— Exercise objective —
Where the material below has a line containing "multi-story building, that would be wonderful.", start repeating exactly, and keep going through the line containing "the bush, that would be wonderful.", with no other lines.

*** Begin section ***

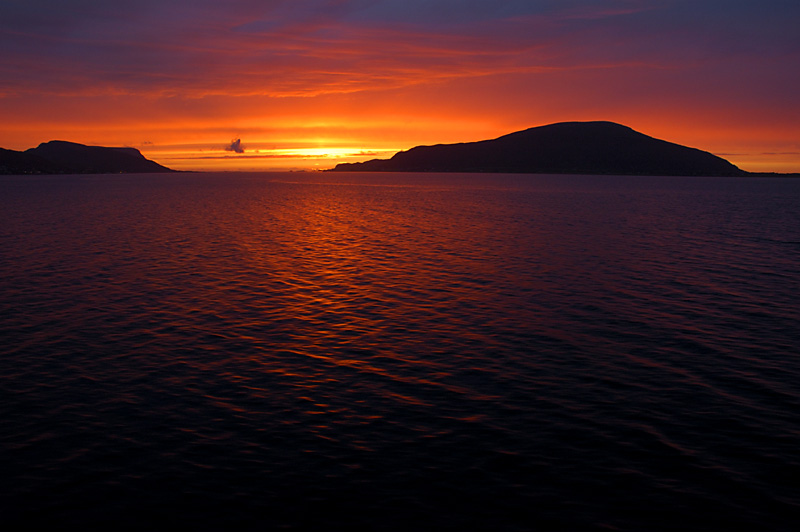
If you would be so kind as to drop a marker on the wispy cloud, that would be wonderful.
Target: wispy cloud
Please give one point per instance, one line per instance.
(235, 146)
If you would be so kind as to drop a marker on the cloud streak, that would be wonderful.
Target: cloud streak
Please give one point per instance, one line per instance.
(504, 64)
(235, 146)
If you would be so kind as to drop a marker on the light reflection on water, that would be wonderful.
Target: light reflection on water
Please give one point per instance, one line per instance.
(383, 351)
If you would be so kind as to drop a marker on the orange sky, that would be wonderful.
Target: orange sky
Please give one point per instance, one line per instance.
(312, 83)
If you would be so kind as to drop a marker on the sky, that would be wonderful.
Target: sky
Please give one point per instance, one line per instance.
(305, 84)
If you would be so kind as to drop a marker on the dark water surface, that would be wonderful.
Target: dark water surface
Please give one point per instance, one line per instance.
(400, 352)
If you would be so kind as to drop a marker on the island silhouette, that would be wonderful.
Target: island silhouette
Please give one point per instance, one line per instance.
(62, 157)
(561, 148)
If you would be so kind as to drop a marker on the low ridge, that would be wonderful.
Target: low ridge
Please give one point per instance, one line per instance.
(62, 157)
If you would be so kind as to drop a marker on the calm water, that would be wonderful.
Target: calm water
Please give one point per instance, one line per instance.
(400, 352)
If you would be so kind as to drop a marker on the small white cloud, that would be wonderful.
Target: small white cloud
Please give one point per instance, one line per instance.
(235, 146)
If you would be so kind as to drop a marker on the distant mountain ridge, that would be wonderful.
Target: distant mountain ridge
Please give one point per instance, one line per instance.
(62, 157)
(561, 148)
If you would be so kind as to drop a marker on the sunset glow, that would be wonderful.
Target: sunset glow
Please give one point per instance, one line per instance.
(306, 85)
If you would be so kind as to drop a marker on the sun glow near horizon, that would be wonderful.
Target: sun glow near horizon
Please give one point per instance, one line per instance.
(312, 83)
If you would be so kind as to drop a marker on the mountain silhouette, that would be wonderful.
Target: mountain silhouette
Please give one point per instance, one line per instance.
(562, 148)
(61, 157)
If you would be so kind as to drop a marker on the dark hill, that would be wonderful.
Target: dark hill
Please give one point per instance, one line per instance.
(61, 157)
(563, 148)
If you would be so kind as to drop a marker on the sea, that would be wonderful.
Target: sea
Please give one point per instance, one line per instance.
(403, 352)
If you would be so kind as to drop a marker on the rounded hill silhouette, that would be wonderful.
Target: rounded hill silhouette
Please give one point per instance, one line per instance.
(562, 148)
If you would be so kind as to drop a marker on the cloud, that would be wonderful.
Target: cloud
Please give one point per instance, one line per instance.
(235, 146)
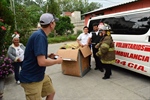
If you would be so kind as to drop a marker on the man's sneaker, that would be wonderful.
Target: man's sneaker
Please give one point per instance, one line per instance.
(18, 82)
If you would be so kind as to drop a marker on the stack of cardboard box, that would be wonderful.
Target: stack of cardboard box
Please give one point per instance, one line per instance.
(75, 61)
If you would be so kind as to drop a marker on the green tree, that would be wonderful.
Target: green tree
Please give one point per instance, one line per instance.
(53, 7)
(78, 5)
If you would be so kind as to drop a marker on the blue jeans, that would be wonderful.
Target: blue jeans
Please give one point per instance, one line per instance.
(17, 66)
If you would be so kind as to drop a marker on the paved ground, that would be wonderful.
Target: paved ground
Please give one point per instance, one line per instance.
(123, 85)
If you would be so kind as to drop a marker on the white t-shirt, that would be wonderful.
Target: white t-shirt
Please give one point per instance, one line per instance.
(92, 32)
(83, 38)
(19, 53)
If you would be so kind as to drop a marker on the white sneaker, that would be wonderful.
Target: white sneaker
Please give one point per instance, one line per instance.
(18, 82)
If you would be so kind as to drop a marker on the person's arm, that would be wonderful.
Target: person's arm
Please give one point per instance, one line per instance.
(10, 55)
(78, 40)
(89, 39)
(42, 61)
(105, 44)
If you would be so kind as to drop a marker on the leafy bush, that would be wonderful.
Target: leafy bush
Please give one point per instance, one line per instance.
(6, 67)
(63, 38)
(64, 26)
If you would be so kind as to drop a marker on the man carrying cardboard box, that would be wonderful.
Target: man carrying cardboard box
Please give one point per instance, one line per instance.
(83, 40)
(32, 76)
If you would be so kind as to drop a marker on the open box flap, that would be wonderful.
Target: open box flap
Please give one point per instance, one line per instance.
(68, 54)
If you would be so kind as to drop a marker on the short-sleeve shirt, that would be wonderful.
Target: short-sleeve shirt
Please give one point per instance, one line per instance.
(37, 45)
(83, 38)
(92, 32)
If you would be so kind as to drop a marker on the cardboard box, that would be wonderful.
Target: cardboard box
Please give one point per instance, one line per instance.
(75, 61)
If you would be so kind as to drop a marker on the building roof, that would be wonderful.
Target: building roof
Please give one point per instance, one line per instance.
(103, 8)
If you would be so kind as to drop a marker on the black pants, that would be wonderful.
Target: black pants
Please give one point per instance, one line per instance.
(17, 66)
(107, 68)
(98, 62)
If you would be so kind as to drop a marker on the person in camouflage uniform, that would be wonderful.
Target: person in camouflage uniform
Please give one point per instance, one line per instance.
(106, 51)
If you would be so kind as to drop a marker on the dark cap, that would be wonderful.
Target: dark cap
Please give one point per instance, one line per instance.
(47, 18)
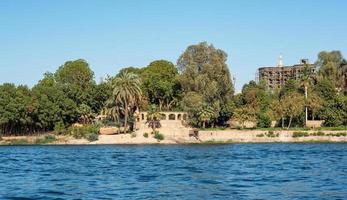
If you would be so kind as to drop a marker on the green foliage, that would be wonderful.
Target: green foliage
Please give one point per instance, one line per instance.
(300, 134)
(46, 139)
(91, 137)
(244, 114)
(59, 128)
(263, 120)
(126, 96)
(18, 142)
(205, 77)
(319, 133)
(160, 84)
(153, 118)
(158, 136)
(82, 132)
(201, 85)
(334, 112)
(133, 135)
(269, 134)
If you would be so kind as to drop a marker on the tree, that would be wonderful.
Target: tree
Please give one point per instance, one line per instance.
(153, 118)
(127, 92)
(314, 103)
(293, 104)
(160, 83)
(334, 112)
(306, 82)
(203, 70)
(206, 114)
(86, 114)
(277, 111)
(244, 114)
(328, 64)
(77, 80)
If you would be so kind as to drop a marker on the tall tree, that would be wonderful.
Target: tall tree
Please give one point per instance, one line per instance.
(160, 83)
(127, 92)
(153, 118)
(76, 77)
(203, 70)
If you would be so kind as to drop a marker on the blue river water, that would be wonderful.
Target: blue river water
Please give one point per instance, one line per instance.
(233, 171)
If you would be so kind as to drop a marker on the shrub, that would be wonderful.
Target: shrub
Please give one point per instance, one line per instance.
(300, 134)
(18, 142)
(133, 135)
(91, 137)
(263, 121)
(82, 132)
(46, 140)
(158, 136)
(59, 128)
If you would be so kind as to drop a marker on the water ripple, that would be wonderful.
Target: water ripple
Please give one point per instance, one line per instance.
(240, 171)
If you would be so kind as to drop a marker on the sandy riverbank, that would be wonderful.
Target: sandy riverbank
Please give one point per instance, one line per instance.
(225, 136)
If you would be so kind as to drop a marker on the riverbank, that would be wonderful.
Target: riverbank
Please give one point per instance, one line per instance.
(205, 136)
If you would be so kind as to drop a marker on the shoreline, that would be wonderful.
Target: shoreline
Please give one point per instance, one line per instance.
(205, 137)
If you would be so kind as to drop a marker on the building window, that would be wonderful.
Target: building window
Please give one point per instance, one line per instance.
(172, 117)
(179, 117)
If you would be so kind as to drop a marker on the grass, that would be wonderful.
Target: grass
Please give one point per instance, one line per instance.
(218, 142)
(133, 135)
(268, 134)
(145, 135)
(18, 142)
(91, 137)
(318, 133)
(46, 140)
(158, 136)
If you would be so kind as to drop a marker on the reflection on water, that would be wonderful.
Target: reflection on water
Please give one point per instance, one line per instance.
(238, 171)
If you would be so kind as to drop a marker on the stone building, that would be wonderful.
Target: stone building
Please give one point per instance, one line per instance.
(168, 120)
(276, 77)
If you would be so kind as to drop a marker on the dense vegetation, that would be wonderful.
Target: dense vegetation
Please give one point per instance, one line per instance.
(200, 84)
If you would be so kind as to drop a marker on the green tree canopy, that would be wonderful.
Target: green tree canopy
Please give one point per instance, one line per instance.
(203, 70)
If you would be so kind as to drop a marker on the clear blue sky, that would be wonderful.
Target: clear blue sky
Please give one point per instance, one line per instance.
(40, 35)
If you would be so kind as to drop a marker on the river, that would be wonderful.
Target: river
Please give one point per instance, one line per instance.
(230, 171)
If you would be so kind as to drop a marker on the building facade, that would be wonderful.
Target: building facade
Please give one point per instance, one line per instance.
(276, 77)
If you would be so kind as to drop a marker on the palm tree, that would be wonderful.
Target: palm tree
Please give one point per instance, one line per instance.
(306, 80)
(113, 110)
(153, 118)
(205, 114)
(85, 113)
(126, 92)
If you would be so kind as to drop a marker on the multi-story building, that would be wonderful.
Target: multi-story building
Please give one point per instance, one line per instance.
(276, 77)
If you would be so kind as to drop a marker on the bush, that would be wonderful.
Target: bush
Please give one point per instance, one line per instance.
(158, 136)
(263, 121)
(59, 128)
(91, 137)
(46, 140)
(18, 142)
(82, 132)
(300, 134)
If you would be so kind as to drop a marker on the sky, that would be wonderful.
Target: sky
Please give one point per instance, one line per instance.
(37, 36)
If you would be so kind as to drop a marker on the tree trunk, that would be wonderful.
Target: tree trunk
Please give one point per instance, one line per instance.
(125, 117)
(290, 121)
(160, 104)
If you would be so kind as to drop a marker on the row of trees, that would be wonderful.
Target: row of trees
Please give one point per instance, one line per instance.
(200, 84)
(321, 93)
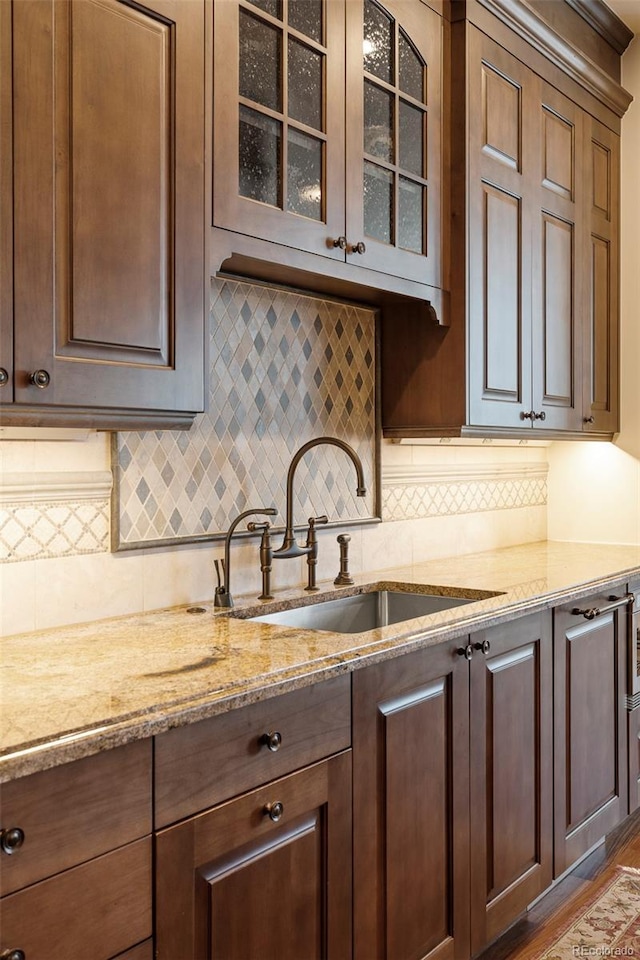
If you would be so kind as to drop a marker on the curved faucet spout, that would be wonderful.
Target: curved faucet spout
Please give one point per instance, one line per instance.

*** End section ***

— Reply —
If you would be so kind as to drop a marker on the multi-story building, that would be wonderful.
Target: multi-story building
Please give one point per instance, one line per instance.
(276, 77)
If you would be so kind as to drop a marker on the bush, that would be wonderful.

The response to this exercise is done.